**Extract**
==============================

The Witness Movie Review: Gwen Zamora Delivers A Solid Performance In The Title Role

GWEN ZAMORA’s suspense-thriller made in Indonesia, “The Witness”, was screened for the press at Resorts World and the director, Muhammad Yussuf, and her co-stars attended the affair. Gwen is very effective in her role as Angel, the eldest daughter of a British dad and Pinay mom who witnesses her parents, her younger sister (Kimberly Ryder), and all their househelps being murdered in cold blood by a mysterious assassin with a shotgun who barges into their house in Jakarta.

Gwen also gets shot but she survives. She keeps having a recurrent dream about a young man (Agung Saga) who commits suicide. At first, one can’t figure out how this dream is connected to the massacre of Gwen’s family but, eventually, like the pieces of a puzzle and with the help of her sister’s ghost who appears to her, Gwen herself gets to solve the mystery of the killing of her loved ones.

==============================

**Extracted records**
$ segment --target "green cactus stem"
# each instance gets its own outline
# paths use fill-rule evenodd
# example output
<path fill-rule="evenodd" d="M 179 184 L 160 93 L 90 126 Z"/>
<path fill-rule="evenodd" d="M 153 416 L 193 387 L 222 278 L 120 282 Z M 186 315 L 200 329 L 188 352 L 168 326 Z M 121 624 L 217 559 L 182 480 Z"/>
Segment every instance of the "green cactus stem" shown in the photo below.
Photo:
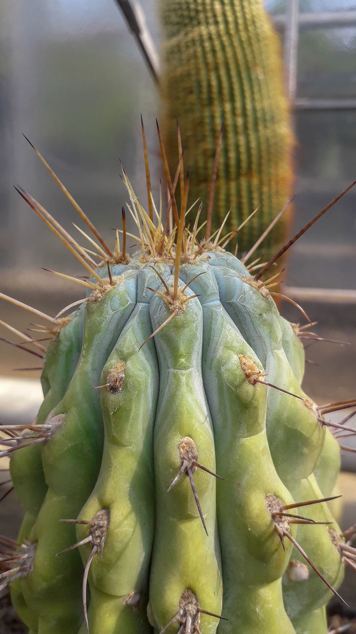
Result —
<path fill-rule="evenodd" d="M 261 0 L 160 0 L 163 137 L 172 171 L 174 124 L 191 166 L 190 197 L 207 214 L 217 139 L 224 134 L 213 231 L 227 210 L 234 230 L 260 207 L 238 236 L 248 250 L 290 196 L 293 142 L 284 94 L 279 42 Z M 205 219 L 203 216 L 202 219 Z M 269 259 L 285 238 L 278 223 L 264 242 Z"/>
<path fill-rule="evenodd" d="M 327 505 L 340 426 L 325 416 L 356 401 L 305 394 L 305 328 L 279 315 L 276 276 L 252 275 L 219 234 L 200 242 L 189 178 L 179 211 L 162 157 L 165 220 L 124 172 L 132 259 L 125 236 L 111 251 L 82 210 L 94 264 L 49 222 L 90 273 L 88 294 L 61 328 L 47 318 L 38 424 L 3 428 L 26 514 L 17 542 L 0 536 L 0 588 L 36 634 L 326 634 L 356 549 Z"/>

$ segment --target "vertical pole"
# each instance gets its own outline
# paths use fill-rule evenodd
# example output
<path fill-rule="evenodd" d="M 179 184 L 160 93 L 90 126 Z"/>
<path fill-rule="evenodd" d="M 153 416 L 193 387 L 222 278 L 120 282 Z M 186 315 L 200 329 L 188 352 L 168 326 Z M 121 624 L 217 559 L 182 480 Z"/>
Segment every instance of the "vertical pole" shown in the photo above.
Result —
<path fill-rule="evenodd" d="M 296 93 L 299 0 L 288 0 L 286 4 L 284 44 L 284 72 L 287 95 L 293 106 Z"/>

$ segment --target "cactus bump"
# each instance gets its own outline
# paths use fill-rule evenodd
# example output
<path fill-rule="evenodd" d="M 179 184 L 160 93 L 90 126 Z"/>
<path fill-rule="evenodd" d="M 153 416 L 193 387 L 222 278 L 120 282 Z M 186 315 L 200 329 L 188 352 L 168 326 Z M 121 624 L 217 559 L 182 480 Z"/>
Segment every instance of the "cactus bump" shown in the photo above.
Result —
<path fill-rule="evenodd" d="M 25 512 L 16 541 L 0 536 L 0 587 L 30 634 L 326 634 L 356 531 L 328 506 L 340 447 L 324 417 L 356 402 L 303 392 L 315 335 L 274 300 L 288 245 L 248 264 L 225 250 L 235 230 L 222 238 L 208 217 L 204 235 L 182 157 L 172 182 L 158 133 L 167 215 L 123 172 L 132 257 L 125 213 L 111 250 L 37 150 L 94 254 L 18 190 L 89 275 L 69 278 L 86 294 L 54 318 L 20 304 L 51 341 L 26 342 L 44 361 L 36 420 L 2 427 Z"/>

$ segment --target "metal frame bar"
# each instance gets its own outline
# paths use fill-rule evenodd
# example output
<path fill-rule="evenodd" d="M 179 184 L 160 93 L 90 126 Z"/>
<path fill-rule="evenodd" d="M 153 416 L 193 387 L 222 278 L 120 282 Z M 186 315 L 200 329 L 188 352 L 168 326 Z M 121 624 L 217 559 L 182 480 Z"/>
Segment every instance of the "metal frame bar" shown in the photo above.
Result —
<path fill-rule="evenodd" d="M 288 15 L 276 15 L 272 21 L 276 29 L 283 30 L 288 28 Z M 333 29 L 338 27 L 356 26 L 356 11 L 333 11 L 322 13 L 300 13 L 298 25 L 301 29 L 317 29 L 327 27 Z"/>

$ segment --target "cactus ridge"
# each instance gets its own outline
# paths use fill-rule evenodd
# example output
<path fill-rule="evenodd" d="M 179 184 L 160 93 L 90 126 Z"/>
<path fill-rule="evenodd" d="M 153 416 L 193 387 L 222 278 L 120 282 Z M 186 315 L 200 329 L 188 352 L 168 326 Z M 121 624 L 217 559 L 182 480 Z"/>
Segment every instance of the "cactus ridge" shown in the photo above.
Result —
<path fill-rule="evenodd" d="M 95 268 L 77 245 L 87 296 L 48 318 L 37 420 L 4 428 L 26 514 L 17 542 L 0 538 L 0 583 L 37 634 L 325 634 L 356 549 L 327 504 L 340 448 L 324 417 L 355 401 L 304 394 L 308 325 L 279 315 L 275 275 L 185 226 L 189 177 L 181 158 L 172 183 L 162 149 L 173 230 L 124 172 L 141 250 L 125 253 L 125 220 L 122 250 L 95 230 Z"/>
<path fill-rule="evenodd" d="M 201 197 L 206 213 L 215 139 L 224 120 L 213 230 L 231 207 L 229 230 L 260 205 L 241 236 L 243 252 L 290 195 L 293 138 L 277 36 L 260 0 L 164 0 L 159 8 L 163 137 L 170 166 L 176 160 L 177 117 L 185 159 L 192 166 L 192 200 Z M 267 236 L 265 255 L 275 252 L 285 226 L 279 223 Z"/>

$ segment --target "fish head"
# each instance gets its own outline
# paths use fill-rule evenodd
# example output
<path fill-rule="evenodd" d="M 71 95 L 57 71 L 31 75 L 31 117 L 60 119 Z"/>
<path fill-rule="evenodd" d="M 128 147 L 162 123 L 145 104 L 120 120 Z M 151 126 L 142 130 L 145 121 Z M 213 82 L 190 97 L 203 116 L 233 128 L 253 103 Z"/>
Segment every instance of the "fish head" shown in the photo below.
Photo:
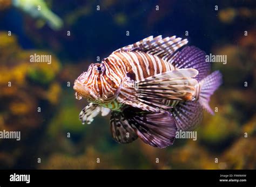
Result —
<path fill-rule="evenodd" d="M 90 102 L 106 104 L 118 95 L 118 84 L 110 76 L 104 62 L 94 63 L 75 81 L 76 98 L 85 98 Z"/>

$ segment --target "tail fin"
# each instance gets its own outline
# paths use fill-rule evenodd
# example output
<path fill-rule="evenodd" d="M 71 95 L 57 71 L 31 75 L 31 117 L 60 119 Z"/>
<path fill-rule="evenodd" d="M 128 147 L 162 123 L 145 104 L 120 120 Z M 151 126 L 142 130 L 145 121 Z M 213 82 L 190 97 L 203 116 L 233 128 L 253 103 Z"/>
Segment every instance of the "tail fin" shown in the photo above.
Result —
<path fill-rule="evenodd" d="M 214 115 L 214 112 L 209 106 L 210 98 L 221 83 L 221 74 L 219 71 L 215 71 L 200 81 L 196 86 L 199 87 L 200 90 L 198 102 L 212 115 Z"/>

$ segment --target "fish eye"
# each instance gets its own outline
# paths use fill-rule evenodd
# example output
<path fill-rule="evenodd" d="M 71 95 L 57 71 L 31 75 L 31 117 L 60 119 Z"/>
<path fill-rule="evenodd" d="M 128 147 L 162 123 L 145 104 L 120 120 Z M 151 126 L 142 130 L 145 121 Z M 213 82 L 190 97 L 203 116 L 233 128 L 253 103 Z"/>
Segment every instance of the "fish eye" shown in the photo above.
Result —
<path fill-rule="evenodd" d="M 99 66 L 97 65 L 97 66 L 96 66 L 95 69 L 96 73 L 102 73 L 104 70 L 104 67 L 102 64 Z"/>

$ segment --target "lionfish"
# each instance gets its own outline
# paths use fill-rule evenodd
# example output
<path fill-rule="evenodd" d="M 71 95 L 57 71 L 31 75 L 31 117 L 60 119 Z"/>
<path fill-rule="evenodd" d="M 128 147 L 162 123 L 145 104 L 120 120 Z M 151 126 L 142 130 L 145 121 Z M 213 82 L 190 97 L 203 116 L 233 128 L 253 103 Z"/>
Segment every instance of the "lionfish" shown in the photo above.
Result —
<path fill-rule="evenodd" d="M 177 131 L 200 123 L 203 109 L 214 114 L 210 98 L 221 83 L 219 71 L 209 75 L 205 53 L 183 47 L 187 42 L 150 36 L 92 63 L 73 86 L 77 99 L 90 102 L 79 119 L 90 124 L 112 111 L 110 128 L 118 142 L 139 138 L 158 148 L 172 145 Z"/>

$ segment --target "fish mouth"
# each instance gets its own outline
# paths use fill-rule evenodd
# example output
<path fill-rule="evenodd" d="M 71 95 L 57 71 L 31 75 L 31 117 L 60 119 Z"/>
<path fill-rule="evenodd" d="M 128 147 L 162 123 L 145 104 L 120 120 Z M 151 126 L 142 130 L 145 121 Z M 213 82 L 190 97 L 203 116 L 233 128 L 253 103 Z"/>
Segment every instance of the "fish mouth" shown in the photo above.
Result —
<path fill-rule="evenodd" d="M 75 81 L 73 89 L 76 91 L 75 95 L 76 96 L 76 99 L 78 100 L 81 99 L 83 97 L 87 98 L 89 95 L 88 89 L 85 89 L 83 84 L 79 81 Z"/>

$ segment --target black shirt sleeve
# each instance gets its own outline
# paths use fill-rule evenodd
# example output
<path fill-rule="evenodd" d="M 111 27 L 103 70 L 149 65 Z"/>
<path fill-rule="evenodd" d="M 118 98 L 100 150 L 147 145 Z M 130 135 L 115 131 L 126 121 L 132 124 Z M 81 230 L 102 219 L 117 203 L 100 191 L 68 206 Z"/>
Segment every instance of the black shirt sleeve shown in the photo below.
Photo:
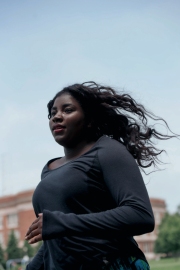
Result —
<path fill-rule="evenodd" d="M 117 207 L 90 214 L 43 211 L 43 239 L 72 235 L 134 236 L 154 229 L 154 217 L 139 168 L 119 142 L 109 139 L 98 150 L 104 183 Z"/>

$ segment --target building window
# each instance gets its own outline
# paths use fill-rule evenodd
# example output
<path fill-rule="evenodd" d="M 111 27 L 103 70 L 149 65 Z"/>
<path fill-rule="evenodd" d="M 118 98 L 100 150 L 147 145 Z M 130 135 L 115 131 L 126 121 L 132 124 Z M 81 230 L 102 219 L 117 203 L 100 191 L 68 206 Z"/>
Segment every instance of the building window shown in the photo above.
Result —
<path fill-rule="evenodd" d="M 8 228 L 18 227 L 18 215 L 10 214 L 7 216 L 7 226 Z"/>
<path fill-rule="evenodd" d="M 15 235 L 15 237 L 16 237 L 16 239 L 20 239 L 20 233 L 19 233 L 19 231 L 17 231 L 17 230 L 15 230 L 14 231 L 14 235 Z"/>
<path fill-rule="evenodd" d="M 2 228 L 3 228 L 3 217 L 0 216 L 0 229 L 2 229 Z"/>

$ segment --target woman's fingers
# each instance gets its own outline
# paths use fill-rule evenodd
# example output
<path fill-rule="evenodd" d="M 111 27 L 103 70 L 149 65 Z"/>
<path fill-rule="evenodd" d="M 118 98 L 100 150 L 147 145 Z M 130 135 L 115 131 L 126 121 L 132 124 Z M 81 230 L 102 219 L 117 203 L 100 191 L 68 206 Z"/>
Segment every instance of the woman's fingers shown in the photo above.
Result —
<path fill-rule="evenodd" d="M 39 214 L 39 217 L 35 219 L 35 221 L 29 227 L 25 236 L 25 239 L 29 240 L 30 244 L 42 240 L 42 223 L 43 223 L 43 214 Z"/>

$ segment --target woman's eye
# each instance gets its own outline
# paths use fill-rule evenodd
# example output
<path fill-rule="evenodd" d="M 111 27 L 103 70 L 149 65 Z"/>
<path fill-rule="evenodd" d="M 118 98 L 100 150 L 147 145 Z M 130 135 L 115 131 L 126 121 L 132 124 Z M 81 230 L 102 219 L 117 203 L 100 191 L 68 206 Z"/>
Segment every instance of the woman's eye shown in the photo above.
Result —
<path fill-rule="evenodd" d="M 65 111 L 65 113 L 71 113 L 73 110 L 72 109 L 65 109 L 64 111 Z"/>
<path fill-rule="evenodd" d="M 55 112 L 51 112 L 51 117 L 54 117 L 56 115 Z"/>

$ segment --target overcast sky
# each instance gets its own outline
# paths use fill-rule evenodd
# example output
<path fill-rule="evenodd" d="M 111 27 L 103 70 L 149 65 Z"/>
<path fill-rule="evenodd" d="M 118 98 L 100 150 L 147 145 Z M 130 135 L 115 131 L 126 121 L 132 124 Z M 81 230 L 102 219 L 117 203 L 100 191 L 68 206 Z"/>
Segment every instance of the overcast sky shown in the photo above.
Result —
<path fill-rule="evenodd" d="M 0 0 L 0 194 L 35 188 L 62 156 L 47 103 L 94 80 L 131 94 L 180 134 L 180 1 Z M 160 144 L 164 171 L 144 175 L 150 197 L 180 204 L 180 141 Z"/>

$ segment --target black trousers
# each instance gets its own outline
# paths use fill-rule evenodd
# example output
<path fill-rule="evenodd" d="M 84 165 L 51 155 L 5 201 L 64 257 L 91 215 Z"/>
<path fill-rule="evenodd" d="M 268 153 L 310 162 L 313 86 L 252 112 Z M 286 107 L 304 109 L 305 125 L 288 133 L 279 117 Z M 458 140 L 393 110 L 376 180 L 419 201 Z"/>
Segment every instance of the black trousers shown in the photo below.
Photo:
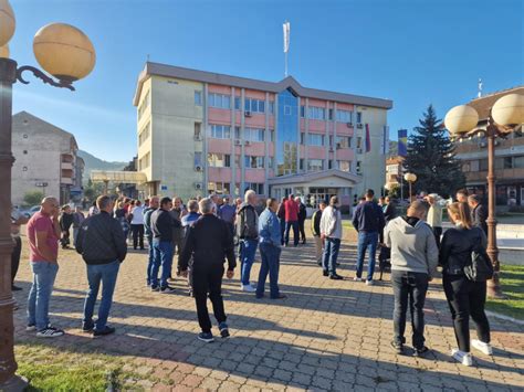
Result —
<path fill-rule="evenodd" d="M 298 220 L 298 232 L 301 233 L 301 240 L 305 244 L 305 230 L 304 230 L 305 221 Z"/>
<path fill-rule="evenodd" d="M 437 247 L 440 248 L 440 236 L 442 235 L 442 227 L 431 227 L 433 230 L 434 241 L 437 242 Z"/>
<path fill-rule="evenodd" d="M 485 282 L 471 282 L 464 275 L 444 274 L 442 283 L 459 349 L 470 352 L 470 316 L 475 322 L 479 340 L 489 343 L 490 322 L 484 312 Z"/>
<path fill-rule="evenodd" d="M 14 248 L 11 254 L 11 283 L 14 283 L 14 277 L 20 266 L 20 254 L 22 253 L 22 240 L 18 236 L 14 240 Z"/>
<path fill-rule="evenodd" d="M 423 304 L 428 292 L 428 274 L 405 271 L 391 271 L 391 285 L 395 295 L 394 309 L 394 340 L 404 345 L 406 338 L 406 312 L 411 314 L 411 329 L 413 348 L 423 347 Z"/>
<path fill-rule="evenodd" d="M 214 266 L 208 269 L 192 268 L 192 293 L 197 303 L 198 324 L 202 332 L 211 332 L 211 320 L 208 311 L 208 294 L 213 305 L 213 314 L 217 321 L 226 321 L 226 311 L 222 299 L 223 266 Z"/>
<path fill-rule="evenodd" d="M 132 224 L 133 232 L 133 248 L 137 248 L 140 245 L 140 250 L 144 248 L 144 225 L 143 224 Z"/>

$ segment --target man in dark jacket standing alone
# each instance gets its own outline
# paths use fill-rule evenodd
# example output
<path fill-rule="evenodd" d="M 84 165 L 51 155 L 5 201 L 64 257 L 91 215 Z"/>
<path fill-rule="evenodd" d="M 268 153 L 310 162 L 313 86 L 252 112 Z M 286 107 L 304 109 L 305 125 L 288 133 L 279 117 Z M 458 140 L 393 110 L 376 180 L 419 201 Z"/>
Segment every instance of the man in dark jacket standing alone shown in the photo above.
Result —
<path fill-rule="evenodd" d="M 84 332 L 93 331 L 95 337 L 111 335 L 115 328 L 107 326 L 113 293 L 120 263 L 126 258 L 127 245 L 120 224 L 114 218 L 113 201 L 107 195 L 96 200 L 99 213 L 87 218 L 76 237 L 76 252 L 87 264 L 90 289 L 84 303 Z M 93 322 L 96 297 L 102 282 L 102 301 L 98 319 Z"/>
<path fill-rule="evenodd" d="M 227 277 L 234 275 L 237 262 L 234 259 L 233 236 L 227 223 L 214 215 L 216 205 L 211 199 L 202 199 L 199 203 L 201 216 L 189 227 L 186 244 L 179 258 L 182 276 L 188 275 L 188 264 L 192 256 L 192 288 L 197 303 L 198 322 L 202 330 L 198 339 L 211 342 L 211 320 L 209 319 L 207 298 L 213 304 L 213 312 L 222 338 L 229 337 L 226 324 L 226 311 L 222 299 L 223 262 L 228 259 Z"/>
<path fill-rule="evenodd" d="M 373 189 L 366 191 L 366 201 L 355 209 L 353 215 L 353 226 L 358 232 L 358 256 L 357 274 L 355 282 L 360 282 L 363 276 L 364 256 L 366 250 L 369 251 L 366 285 L 373 285 L 373 274 L 375 272 L 375 256 L 377 253 L 378 235 L 382 232 L 386 221 L 384 212 L 373 200 L 375 192 Z"/>

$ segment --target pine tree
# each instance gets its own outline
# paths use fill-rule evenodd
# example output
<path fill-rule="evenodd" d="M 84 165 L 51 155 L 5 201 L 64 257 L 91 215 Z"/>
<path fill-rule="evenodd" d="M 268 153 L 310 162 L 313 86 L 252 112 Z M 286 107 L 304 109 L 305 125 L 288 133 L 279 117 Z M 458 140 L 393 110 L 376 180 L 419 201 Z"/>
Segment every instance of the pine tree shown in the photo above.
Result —
<path fill-rule="evenodd" d="M 405 170 L 417 174 L 413 192 L 426 191 L 448 198 L 465 184 L 460 161 L 454 157 L 454 146 L 432 105 L 419 123 L 408 138 Z"/>

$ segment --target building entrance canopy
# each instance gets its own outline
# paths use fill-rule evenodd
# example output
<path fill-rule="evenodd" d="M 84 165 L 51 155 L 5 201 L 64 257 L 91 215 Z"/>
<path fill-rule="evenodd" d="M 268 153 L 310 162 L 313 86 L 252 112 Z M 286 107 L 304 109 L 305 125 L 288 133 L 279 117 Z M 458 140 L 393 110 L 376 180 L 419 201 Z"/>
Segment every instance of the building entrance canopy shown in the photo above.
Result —
<path fill-rule="evenodd" d="M 91 172 L 93 182 L 114 182 L 114 183 L 134 183 L 143 184 L 147 182 L 146 174 L 139 171 L 109 171 L 93 170 Z"/>

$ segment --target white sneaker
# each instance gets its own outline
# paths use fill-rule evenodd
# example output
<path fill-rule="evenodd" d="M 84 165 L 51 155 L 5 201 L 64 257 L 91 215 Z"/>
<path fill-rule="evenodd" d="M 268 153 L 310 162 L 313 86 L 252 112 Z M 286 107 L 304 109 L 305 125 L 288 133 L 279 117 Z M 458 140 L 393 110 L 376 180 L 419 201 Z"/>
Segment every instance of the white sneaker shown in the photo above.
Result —
<path fill-rule="evenodd" d="M 490 343 L 484 343 L 483 341 L 480 341 L 478 339 L 472 339 L 471 346 L 480 352 L 485 353 L 486 356 L 493 356 L 493 348 Z"/>
<path fill-rule="evenodd" d="M 473 364 L 473 357 L 471 357 L 471 353 L 469 352 L 453 349 L 451 350 L 451 357 L 453 357 L 454 360 L 462 363 L 464 367 L 471 367 Z"/>
<path fill-rule="evenodd" d="M 254 292 L 256 292 L 256 288 L 254 288 L 254 287 L 251 286 L 251 285 L 240 285 L 240 287 L 242 288 L 242 292 L 248 292 L 248 293 L 254 293 Z"/>

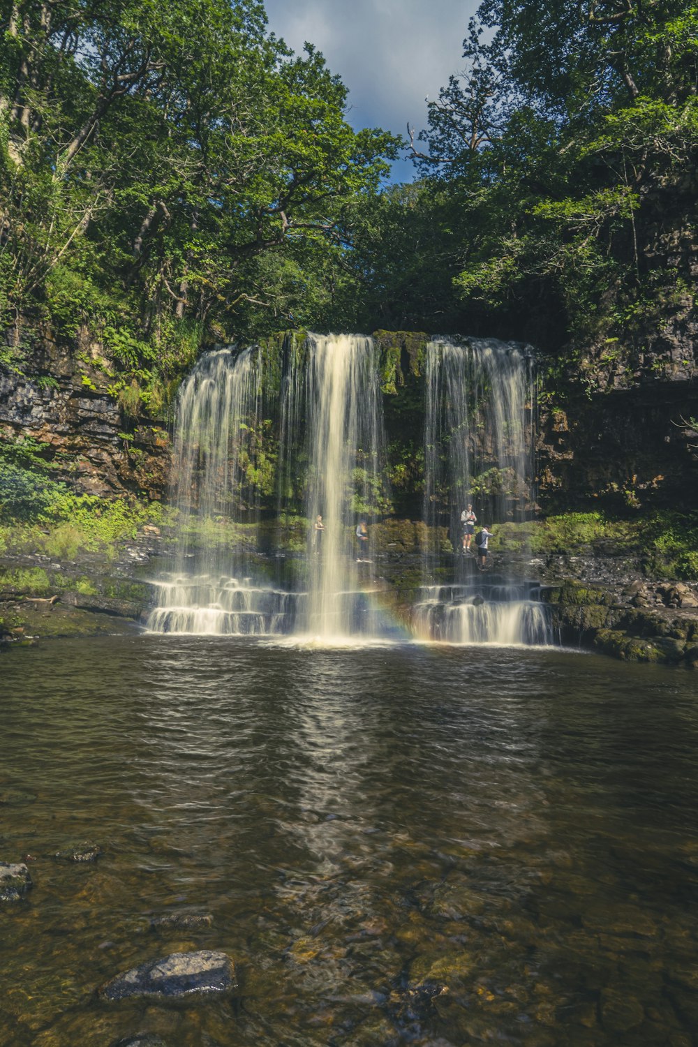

==============================

**Tasks**
A - Who directed the film discussed in the review of "The Witness"?
B - Pick up the review of "The Witness" after its last sentence and write its next part.
The material after the movie review is separate from it.

**Answers per task**
A - Muhammad Yussuf

B -
The first part of the movie is very slow paced so you have to be patient as the director takes his sweet time in establishing the main narrative that turns out to be complications resulting from a deadly love triangle. The climax where Gwen finally faces the killer who chases her and she fights back is certainly well staged. It will no doubt elicit screams from viewers who love getting a good scare, particularly the scenes where the killer (Pierre Gruno) acts like a zombie who refuses to just die and just keeps on rising again.

Gwen delivers a solid performance as the much addled and much harassed heroine. She must have shed buckets of tears in many of her scenes. She gets great support from Pierre Gruno as the murderer (his motive will be a big surprise for the viewers) and Agung Saga as the tortured young man in her dreams. Technical credits are superior, particularly the quality of the cinematography that is much better than most local films.